## Work task
When you copy the entries, keep every word exactly as it is and drop the images.

## Input data
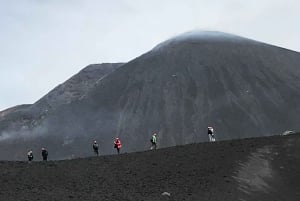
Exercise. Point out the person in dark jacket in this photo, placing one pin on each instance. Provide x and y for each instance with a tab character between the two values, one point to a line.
96	148
118	145
211	135
30	155
44	154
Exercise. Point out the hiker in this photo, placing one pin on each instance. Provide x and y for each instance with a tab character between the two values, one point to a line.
211	135
118	144
30	155
44	154
153	141
96	148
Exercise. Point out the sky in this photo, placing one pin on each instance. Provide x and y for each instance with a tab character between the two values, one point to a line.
45	42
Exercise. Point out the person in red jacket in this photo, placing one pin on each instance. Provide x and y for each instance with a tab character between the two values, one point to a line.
118	144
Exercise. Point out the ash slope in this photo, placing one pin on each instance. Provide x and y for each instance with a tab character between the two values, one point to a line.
31	115
250	169
242	87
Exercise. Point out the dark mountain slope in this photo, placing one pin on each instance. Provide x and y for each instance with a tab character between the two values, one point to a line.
261	169
242	87
26	120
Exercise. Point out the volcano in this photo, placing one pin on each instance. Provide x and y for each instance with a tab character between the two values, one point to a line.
241	87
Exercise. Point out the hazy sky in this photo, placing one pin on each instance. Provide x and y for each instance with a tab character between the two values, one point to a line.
44	42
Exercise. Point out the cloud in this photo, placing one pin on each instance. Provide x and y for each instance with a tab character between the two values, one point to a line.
43	43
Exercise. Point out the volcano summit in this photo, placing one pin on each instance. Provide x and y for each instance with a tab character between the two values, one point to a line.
243	88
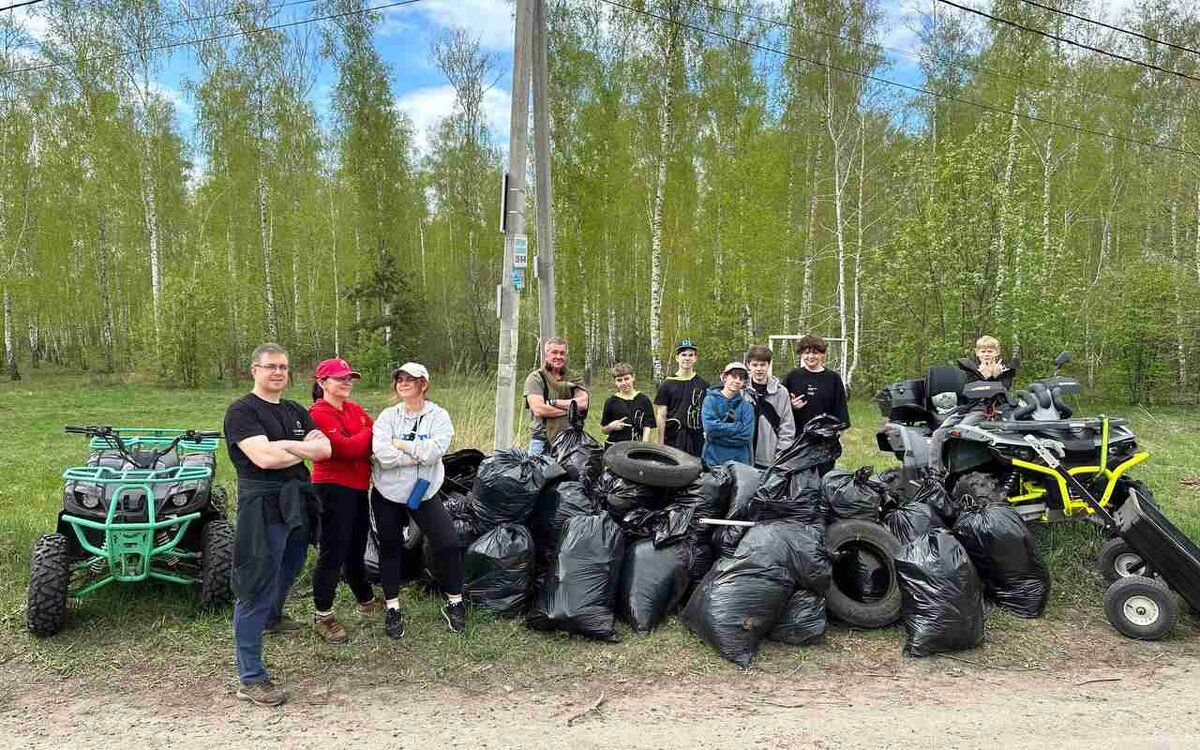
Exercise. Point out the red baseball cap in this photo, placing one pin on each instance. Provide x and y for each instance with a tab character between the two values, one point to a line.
334	369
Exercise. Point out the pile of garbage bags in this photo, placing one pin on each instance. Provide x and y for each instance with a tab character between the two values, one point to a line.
744	555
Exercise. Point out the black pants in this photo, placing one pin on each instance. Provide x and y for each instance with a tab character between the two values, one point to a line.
343	539
435	522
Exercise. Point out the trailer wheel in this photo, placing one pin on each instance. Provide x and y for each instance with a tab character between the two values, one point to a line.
1141	607
1116	559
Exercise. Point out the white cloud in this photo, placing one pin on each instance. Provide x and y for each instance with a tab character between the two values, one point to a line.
490	21
429	106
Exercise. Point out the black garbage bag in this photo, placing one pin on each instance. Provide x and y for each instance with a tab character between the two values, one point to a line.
709	493
816	445
653	581
941	595
803	621
862	575
497	568
508	485
743	484
702	556
853	495
933	493
725	540
910	521
792	495
580	591
557	503
741	599
579	454
1005	553
623	496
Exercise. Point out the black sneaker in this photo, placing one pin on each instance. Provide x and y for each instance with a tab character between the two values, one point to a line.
394	623
456	615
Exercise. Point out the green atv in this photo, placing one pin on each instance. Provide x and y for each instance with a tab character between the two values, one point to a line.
143	507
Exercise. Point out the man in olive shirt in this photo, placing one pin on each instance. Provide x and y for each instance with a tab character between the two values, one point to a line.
549	396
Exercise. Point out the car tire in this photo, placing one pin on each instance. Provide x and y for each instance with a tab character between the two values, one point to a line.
216	564
49	576
867	535
652	465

## Your solution
Exercise. Point out the person in dark jacket in this photo, placing one pin on each instance. Provide x and y for each instance with a tab character between the two values, one point to a line.
96	148
118	145
211	135
30	155
44	154
Exercise. Point out the hiker in this photo, placing one pin on each instance. Provide x and y for each instance with a tab character between the two values, one point to a line.
211	135
118	144
30	155
44	154
153	141
96	148
Exercise. Point out the sky in this photo, placing one pin on each instance. Provide x and y for each instance with a tab character between the two values, one point to a line.
45	42
Exercise. Point out the person in red jacket in this photo, placing one pin on each instance. Provide x and y for each instance with a tab character between the two values, one point to a line.
118	144
Exercise. Point out the ash slope in this photo, placing one pin on each instance. Provide x and y for each instance with a tab character between the two values, one point to a line.
31	115
250	169
242	87
Exercise. Point out the dark mountain slope in this photo, placing one pin on each instance. Provide x and y for each instance with a tab character between the two values, one point to a line.
261	169
242	87
26	120
Exercise. Point out the volcano in this photo, placing one pin on each instance. Provide x and y for each instance with a tab character between the two values, one point to a line.
241	87
Exercise. Point out the hazy sky in this photo, placing one pin on each instance. Provide x and y for each instance with a tab character between the two values, one point to a line.
44	42
Exercise. Point out the cloud in this photo, placing one pin on each instance. Provide x and y for each instance with a tab character between the two values, one point to a line.
43	43
Exercise. Point out the volcano summit in this photo, placing one pin on each instance. Provide x and y for each instance with a tab character between the two values, one point to a line.
243	88
Exercise. Point out the red baseball cap in this photo, placing one pin on each instance. Provide x and y for each instance with a tab character between the two values, one point to a line.
334	369
Exercise. Point out the pile of garbage bags in this photo, placing one pin on each instance. Provide x and y for each instance with a tab character between the two values, one point to a line.
744	555
Exercise. Point out the black pants in this photo, placing one pin on each instance. Provide x and y for each instance with a tab character between the two values, one point to a line.
343	539
435	522
Exercise. Point out the trailer wheel in this photo, placing one pin on each instance. Provide x and y for each instance with a tab character between the two values, one point to a line.
1141	607
1116	559
Exercise. Point out the white cloud in this photo, placing one pin on each instance. Provide x and y for each instance with a tab character between the two values, one point to a line.
490	21
429	106
Exercise. Point out the black garbage bag in this photo, placing one pin on each instance. Provide x and y for each instance with a tab character between the two values, one point to a line.
709	493
816	445
653	581
941	595
803	621
862	575
497	568
508	485
743	484
702	556
853	495
933	493
725	540
910	521
792	495
580	591
557	503
741	599
579	454
1005	553
623	496
Exercise. Point out the black sneaker in this photo, placing one pin on each instance. Provide x and y for each instance with a tab character between the two values, one point to a line.
394	623
456	615
Exercise. Point out the green atv in this photo, placing one pin on each instance. Provide x and y for each instance with a tab character between the two values, one point to a line.
143	507
Exercise. Point out the man in olive shirt in this photo, placing one pin on each instance. Provide x and y for each instance with a tab character between the two values, one point to a line.
549	396
Exercise. Point out the car tire in this photo, placing one pin on each instance. Provide x and y for each instance with a tab character between the two values, one point to a line.
216	564
49	576
867	535
652	465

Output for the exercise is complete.